Material provided:
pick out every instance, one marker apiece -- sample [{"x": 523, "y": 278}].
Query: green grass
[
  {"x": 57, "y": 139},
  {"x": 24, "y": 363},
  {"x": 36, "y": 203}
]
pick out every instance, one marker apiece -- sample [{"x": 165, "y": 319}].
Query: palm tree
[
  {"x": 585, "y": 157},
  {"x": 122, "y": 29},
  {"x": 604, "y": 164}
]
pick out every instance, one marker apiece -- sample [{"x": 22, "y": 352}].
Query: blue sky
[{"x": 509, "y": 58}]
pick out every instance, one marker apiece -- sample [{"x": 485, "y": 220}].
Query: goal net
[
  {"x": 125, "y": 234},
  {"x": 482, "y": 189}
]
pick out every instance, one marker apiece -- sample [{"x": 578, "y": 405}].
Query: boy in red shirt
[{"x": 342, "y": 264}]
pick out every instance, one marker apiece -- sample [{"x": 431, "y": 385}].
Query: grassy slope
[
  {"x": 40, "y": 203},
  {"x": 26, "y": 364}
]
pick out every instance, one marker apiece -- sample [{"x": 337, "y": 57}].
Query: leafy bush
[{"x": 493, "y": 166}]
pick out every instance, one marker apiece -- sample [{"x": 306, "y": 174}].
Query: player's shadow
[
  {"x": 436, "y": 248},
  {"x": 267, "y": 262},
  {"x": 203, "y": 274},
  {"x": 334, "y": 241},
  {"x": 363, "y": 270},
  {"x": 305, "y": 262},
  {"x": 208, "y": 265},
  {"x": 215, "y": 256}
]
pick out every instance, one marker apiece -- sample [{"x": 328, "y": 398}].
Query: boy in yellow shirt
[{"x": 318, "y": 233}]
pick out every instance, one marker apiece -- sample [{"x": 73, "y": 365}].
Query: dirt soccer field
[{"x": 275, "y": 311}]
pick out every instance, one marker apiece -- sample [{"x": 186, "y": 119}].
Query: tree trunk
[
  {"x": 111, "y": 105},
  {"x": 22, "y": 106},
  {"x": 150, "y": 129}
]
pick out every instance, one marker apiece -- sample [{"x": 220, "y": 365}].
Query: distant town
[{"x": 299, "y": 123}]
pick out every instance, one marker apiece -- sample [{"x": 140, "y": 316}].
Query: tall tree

Description of the task: Every entry should be output again exactly as written.

Completed exercise:
pick out every instance, one marker apiece -- sample [{"x": 523, "y": 278}].
Query: green grass
[
  {"x": 57, "y": 139},
  {"x": 24, "y": 363},
  {"x": 36, "y": 203}
]
pick out every instance, one marker apiece -- sample [{"x": 165, "y": 319}].
Query: palm tree
[
  {"x": 585, "y": 157},
  {"x": 122, "y": 29},
  {"x": 604, "y": 164}
]
pick out every instance, one marker apiece -- sample [{"x": 22, "y": 352}].
Query: blue sky
[{"x": 509, "y": 58}]
pick out every instance, one marker apiece -- sample [{"x": 485, "y": 220}].
Query: goal net
[
  {"x": 125, "y": 234},
  {"x": 482, "y": 189}
]
pick out every instance, one marker apiece -- sample [{"x": 578, "y": 405}].
Query: boy in red shirt
[{"x": 342, "y": 264}]
pick out every instance, one marker apiece -- sample [{"x": 431, "y": 385}].
Query: grassy slope
[
  {"x": 40, "y": 203},
  {"x": 26, "y": 364}
]
pick out every instance, one marker apiece -- sample [{"x": 337, "y": 57}].
Query: leafy bush
[{"x": 493, "y": 166}]
pick out every instance, one marker apiece -- sample [{"x": 306, "y": 174}].
Query: player's shadow
[
  {"x": 436, "y": 248},
  {"x": 267, "y": 262},
  {"x": 203, "y": 274},
  {"x": 334, "y": 241},
  {"x": 363, "y": 270},
  {"x": 305, "y": 262},
  {"x": 208, "y": 265},
  {"x": 215, "y": 256}
]
pick out every instance, one marker apiece -- sample [{"x": 328, "y": 398}].
Query: boy in yellow shirt
[{"x": 318, "y": 233}]
pick out every instance, one marker apiece -- sample [{"x": 73, "y": 365}].
Query: dirt soccer field
[{"x": 275, "y": 311}]
pick out every instance, one marker apiece -- sample [{"x": 186, "y": 119}].
Query: tree trunk
[
  {"x": 111, "y": 105},
  {"x": 22, "y": 106},
  {"x": 150, "y": 129}
]
pick out every instance, one marker apiece -- sample [{"x": 220, "y": 365}].
Query: distant town
[{"x": 299, "y": 123}]
pick out every instance, one marker apiece -- sample [{"x": 140, "y": 316}].
Query: tall tree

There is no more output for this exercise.